Please copy every item below word for word, leaving the pictures out.

-- start DATA RECORDS --

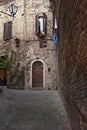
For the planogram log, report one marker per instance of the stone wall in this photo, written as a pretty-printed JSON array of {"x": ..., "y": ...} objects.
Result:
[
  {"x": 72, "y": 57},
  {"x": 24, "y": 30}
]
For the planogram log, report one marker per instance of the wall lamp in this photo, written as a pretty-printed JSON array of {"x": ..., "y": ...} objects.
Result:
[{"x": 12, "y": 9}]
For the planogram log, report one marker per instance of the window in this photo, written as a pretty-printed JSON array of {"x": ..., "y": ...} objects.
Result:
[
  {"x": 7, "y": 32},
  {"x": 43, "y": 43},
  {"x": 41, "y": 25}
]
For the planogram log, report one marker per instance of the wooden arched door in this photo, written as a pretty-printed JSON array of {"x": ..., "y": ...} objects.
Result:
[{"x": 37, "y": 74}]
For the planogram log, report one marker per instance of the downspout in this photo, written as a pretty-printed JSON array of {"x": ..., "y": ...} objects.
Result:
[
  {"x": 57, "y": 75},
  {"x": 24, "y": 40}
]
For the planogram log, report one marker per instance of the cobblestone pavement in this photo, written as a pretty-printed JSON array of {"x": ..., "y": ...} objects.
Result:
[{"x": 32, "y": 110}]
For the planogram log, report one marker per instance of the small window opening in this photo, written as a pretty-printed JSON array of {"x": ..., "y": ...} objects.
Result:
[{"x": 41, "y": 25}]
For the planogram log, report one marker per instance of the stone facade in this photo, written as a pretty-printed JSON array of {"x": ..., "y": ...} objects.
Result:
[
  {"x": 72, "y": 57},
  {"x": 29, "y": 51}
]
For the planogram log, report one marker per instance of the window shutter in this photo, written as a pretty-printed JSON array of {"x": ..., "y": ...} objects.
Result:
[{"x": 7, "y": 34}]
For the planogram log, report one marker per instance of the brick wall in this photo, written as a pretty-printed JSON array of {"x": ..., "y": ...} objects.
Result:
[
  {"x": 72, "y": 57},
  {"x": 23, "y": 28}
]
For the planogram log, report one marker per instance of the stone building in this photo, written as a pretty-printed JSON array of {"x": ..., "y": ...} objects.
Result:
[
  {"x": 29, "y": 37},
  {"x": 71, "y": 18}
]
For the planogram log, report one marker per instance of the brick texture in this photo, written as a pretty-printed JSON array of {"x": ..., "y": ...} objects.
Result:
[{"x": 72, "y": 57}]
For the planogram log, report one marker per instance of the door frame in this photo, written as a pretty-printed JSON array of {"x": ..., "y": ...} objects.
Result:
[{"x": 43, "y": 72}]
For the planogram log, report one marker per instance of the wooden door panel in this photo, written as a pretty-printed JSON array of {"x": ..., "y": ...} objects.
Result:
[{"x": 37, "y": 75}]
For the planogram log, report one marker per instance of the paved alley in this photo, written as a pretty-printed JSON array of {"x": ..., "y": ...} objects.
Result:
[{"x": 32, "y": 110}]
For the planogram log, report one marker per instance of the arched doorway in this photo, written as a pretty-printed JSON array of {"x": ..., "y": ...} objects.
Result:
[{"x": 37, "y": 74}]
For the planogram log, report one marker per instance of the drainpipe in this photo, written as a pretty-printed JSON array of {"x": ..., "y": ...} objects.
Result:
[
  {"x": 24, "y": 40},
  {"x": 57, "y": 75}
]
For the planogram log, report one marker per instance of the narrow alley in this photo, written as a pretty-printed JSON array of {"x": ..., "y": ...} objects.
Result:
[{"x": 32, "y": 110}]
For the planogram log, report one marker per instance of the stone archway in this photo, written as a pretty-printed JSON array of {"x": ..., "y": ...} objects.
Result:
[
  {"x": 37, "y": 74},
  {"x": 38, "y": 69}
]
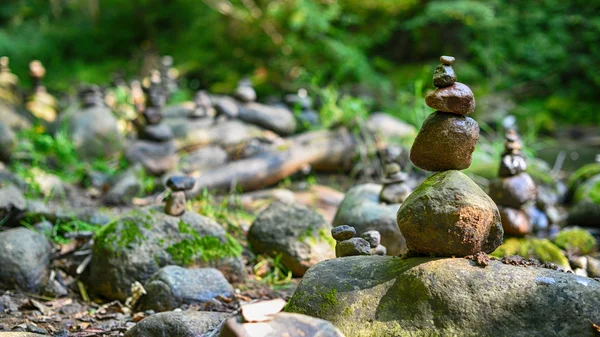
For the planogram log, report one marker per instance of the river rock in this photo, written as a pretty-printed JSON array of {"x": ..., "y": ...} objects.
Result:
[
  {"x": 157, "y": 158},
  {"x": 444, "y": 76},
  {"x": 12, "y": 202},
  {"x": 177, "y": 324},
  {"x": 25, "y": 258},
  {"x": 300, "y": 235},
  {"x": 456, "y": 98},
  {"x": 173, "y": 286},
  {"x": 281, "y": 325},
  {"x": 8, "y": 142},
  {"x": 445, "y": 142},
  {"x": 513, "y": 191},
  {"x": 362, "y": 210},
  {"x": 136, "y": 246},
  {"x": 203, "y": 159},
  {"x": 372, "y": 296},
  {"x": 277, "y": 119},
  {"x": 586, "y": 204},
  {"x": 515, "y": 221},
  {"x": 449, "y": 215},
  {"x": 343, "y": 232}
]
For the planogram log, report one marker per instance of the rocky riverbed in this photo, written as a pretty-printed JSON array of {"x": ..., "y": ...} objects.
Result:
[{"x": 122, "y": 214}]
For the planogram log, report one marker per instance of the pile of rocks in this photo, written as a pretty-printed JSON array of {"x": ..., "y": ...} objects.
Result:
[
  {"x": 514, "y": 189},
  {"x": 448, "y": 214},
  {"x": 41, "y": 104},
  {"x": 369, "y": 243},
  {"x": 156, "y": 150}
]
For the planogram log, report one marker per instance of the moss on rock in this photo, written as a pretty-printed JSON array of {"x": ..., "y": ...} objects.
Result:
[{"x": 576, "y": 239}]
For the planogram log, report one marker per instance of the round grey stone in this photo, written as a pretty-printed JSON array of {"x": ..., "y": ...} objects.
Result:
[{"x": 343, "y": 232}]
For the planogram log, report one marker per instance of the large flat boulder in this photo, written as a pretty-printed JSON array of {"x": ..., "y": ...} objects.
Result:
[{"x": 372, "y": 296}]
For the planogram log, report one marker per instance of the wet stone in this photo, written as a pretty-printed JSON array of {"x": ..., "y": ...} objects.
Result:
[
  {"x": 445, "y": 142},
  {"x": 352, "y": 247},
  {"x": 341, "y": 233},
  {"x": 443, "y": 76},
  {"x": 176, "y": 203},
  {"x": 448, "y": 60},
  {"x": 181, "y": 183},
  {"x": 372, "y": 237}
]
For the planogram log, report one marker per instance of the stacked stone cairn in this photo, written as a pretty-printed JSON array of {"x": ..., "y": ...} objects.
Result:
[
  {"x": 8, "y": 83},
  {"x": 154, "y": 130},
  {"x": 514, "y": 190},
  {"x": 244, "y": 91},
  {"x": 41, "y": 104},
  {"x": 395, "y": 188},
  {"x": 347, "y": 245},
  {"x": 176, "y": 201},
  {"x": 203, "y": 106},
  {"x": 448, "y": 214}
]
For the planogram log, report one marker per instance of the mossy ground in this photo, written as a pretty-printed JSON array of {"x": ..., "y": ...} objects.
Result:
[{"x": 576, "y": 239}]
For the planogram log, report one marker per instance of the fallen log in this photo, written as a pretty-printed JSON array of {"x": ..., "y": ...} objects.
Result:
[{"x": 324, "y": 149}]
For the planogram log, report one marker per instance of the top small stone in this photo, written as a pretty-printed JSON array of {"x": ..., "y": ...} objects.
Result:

-- end DATA RECORDS --

REPLY TO THE EXERCISE.
For the planogram log, report one marker per instance of the stone wall in this photo, written as a pretty-printed JSON array of {"x": ..., "y": ...} objects.
Result:
[
  {"x": 72, "y": 57},
  {"x": 24, "y": 30}
]
For the planogram log, report one marker per instance of the wall lamp in this photo, written as a pretty-printed JSON array of {"x": ..., "y": ...} objects.
Result:
[{"x": 12, "y": 9}]
For the planogram log, report one marker per instance of the window in this photo, written as a pretty-printed JSON array of {"x": ..., "y": ...} objects.
Result:
[
  {"x": 7, "y": 32},
  {"x": 43, "y": 43},
  {"x": 41, "y": 25}
]
For the planogram log, report one marker per instance of the wooden arched door in this photo, written as a pretty-printed JSON array of {"x": ..., "y": ...} objects.
Result:
[{"x": 37, "y": 74}]
For the planogram log, report one marker per instance of the downspout in this photo, written as a pretty-printed JSON array of {"x": ..., "y": ...} objects.
Result:
[
  {"x": 57, "y": 75},
  {"x": 24, "y": 40}
]
For the planogram log, report one marker per instance of the cobblestone pavement in this photo, written as a pretty-printed JSON array of {"x": ..., "y": ...} objects.
Result:
[{"x": 32, "y": 110}]
For the planogram log, report one marker per instance of the small window opening in this photo, written as a pretty-printed JSON array of {"x": ..., "y": ...} objects.
Result:
[{"x": 41, "y": 25}]
For the planogram log, report one marker per instance of the stone facade in this photo, written as a pretty-printed JSON array of {"x": ..., "y": ...} objects.
Result:
[
  {"x": 72, "y": 57},
  {"x": 29, "y": 51}
]
For the planogram log, report one marker per instance of the window shutter in this photo, written as a pretty-printed JSON array of {"x": ..., "y": ...} objects.
Result:
[{"x": 7, "y": 34}]
For the planogram log, report one marker per instance of the brick wall in this photo, written as a pretty-printed JSON array of {"x": ..., "y": ...} objects.
Result:
[
  {"x": 72, "y": 57},
  {"x": 23, "y": 28}
]
For the planogram log, report one marker per instance of the stone building in this photo, written as a pretty-printed JSON array of {"x": ..., "y": ...} objects.
Result:
[
  {"x": 29, "y": 37},
  {"x": 71, "y": 18}
]
For the planogram log, report one marker per instance of the brick texture in this photo, written as a pretty-printed JSON array of {"x": ..., "y": ...} objects.
Result:
[{"x": 72, "y": 57}]
For the planogram log, report one marker per instance of the door frame in this photo, written as a pretty-printed JSON array of {"x": ..., "y": ...} objects.
Result:
[{"x": 43, "y": 72}]
For the planogram log, report one marker per instance of the wooden door panel in this photo, written as a pretty-printed JSON array of {"x": ..., "y": ...} objects.
Result:
[{"x": 37, "y": 75}]
For the planogram log, report one marker per instance of the paved alley in this photo, written as a pretty-printed JSON array of {"x": ..., "y": ...} objects.
Result:
[{"x": 32, "y": 110}]
For the planogram log, report one marker per instance of the arched doorway in this photo, written as a pretty-printed JSON array of {"x": ..., "y": ...} objects.
Result:
[{"x": 37, "y": 74}]
For the planogram log, report one marker per instance of the drainpipe in this photo, written as a pretty-printed JSON array of {"x": ..., "y": ...} objects.
Result:
[
  {"x": 24, "y": 40},
  {"x": 57, "y": 75}
]
For the planogram log, report one marker per instance of the narrow alley in this photo, written as a pretty-printed JSON array of {"x": ..., "y": ...} objects.
Result:
[{"x": 32, "y": 110}]
For the planogram log, report one marker per instance of the stone archway in this photo, written as a pretty-printed JSON array of {"x": ..., "y": ...} objects.
Result:
[
  {"x": 37, "y": 74},
  {"x": 38, "y": 69}
]
For the planogram log, report one marker per instance of the river rock in this photo, written as a pretty-printed JSON array of {"x": ..., "y": ...} objects.
Result:
[
  {"x": 157, "y": 158},
  {"x": 444, "y": 76},
  {"x": 12, "y": 202},
  {"x": 177, "y": 324},
  {"x": 25, "y": 258},
  {"x": 300, "y": 235},
  {"x": 456, "y": 98},
  {"x": 173, "y": 286},
  {"x": 281, "y": 325},
  {"x": 8, "y": 142},
  {"x": 445, "y": 142},
  {"x": 513, "y": 191},
  {"x": 362, "y": 210},
  {"x": 136, "y": 246},
  {"x": 203, "y": 159},
  {"x": 372, "y": 296},
  {"x": 277, "y": 119},
  {"x": 586, "y": 204},
  {"x": 515, "y": 221},
  {"x": 449, "y": 215},
  {"x": 343, "y": 232}
]
For the planogram log, report one marker per instance of the rocky riverbed in this photo, written as a pretty-printed JSON array of {"x": ..., "y": ...} objects.
Result:
[{"x": 122, "y": 214}]
For the planogram log, report one marker per instance of the pile of rocks in this photo, written as a pretty-printed JSON array of {"x": ..., "y": ...} objects.
Result:
[
  {"x": 514, "y": 189},
  {"x": 448, "y": 214},
  {"x": 41, "y": 104},
  {"x": 369, "y": 243},
  {"x": 156, "y": 150}
]
For the planogram log, report one marker per instance of the moss on rock in this photo, written as a pretty-printed JSON array of {"x": ..., "y": ...} objects.
Result:
[{"x": 576, "y": 239}]
For the planogram log, report one marker per instance of the round grey stone in this photo, written as a pretty-printed JSON array of {"x": ..., "y": ...} objects.
Result:
[{"x": 343, "y": 232}]
For the planogram log, report one marker per instance of the large flat boulder in this photo, written as a pretty-printed JSON array of {"x": ..., "y": ...} objects.
Result:
[{"x": 372, "y": 296}]
For the planogram log, report one marker per instance of the wet stone in this photo, written as a pretty-printed JSON array of {"x": ..., "y": ...} objects.
Result:
[
  {"x": 445, "y": 142},
  {"x": 352, "y": 247},
  {"x": 341, "y": 233},
  {"x": 443, "y": 76},
  {"x": 176, "y": 203},
  {"x": 448, "y": 60},
  {"x": 181, "y": 183},
  {"x": 372, "y": 237}
]
For the planogram log, report one marker per instance of the stacked stone cairn in this photo, written as a pretty-printed JSON array of {"x": ..., "y": ...} objects.
Result:
[
  {"x": 8, "y": 83},
  {"x": 154, "y": 130},
  {"x": 514, "y": 190},
  {"x": 244, "y": 91},
  {"x": 41, "y": 104},
  {"x": 395, "y": 188},
  {"x": 347, "y": 245},
  {"x": 176, "y": 201},
  {"x": 203, "y": 106},
  {"x": 448, "y": 214}
]
For the planogram log, report one marker per instance of the mossy ground in this photo, written as a pretty-printed JSON array of {"x": ..., "y": ...} objects.
Result:
[{"x": 576, "y": 239}]
For the planogram log, report one marker per instance of the fallen log in this photo, written as a pretty-printed JSON array of {"x": ..., "y": ...} objects.
Result:
[{"x": 324, "y": 149}]
For the planogram log, report one marker per instance of the top small stone in this photo, written as a pretty-printed JSON array of {"x": ..., "y": ...} objects.
Result:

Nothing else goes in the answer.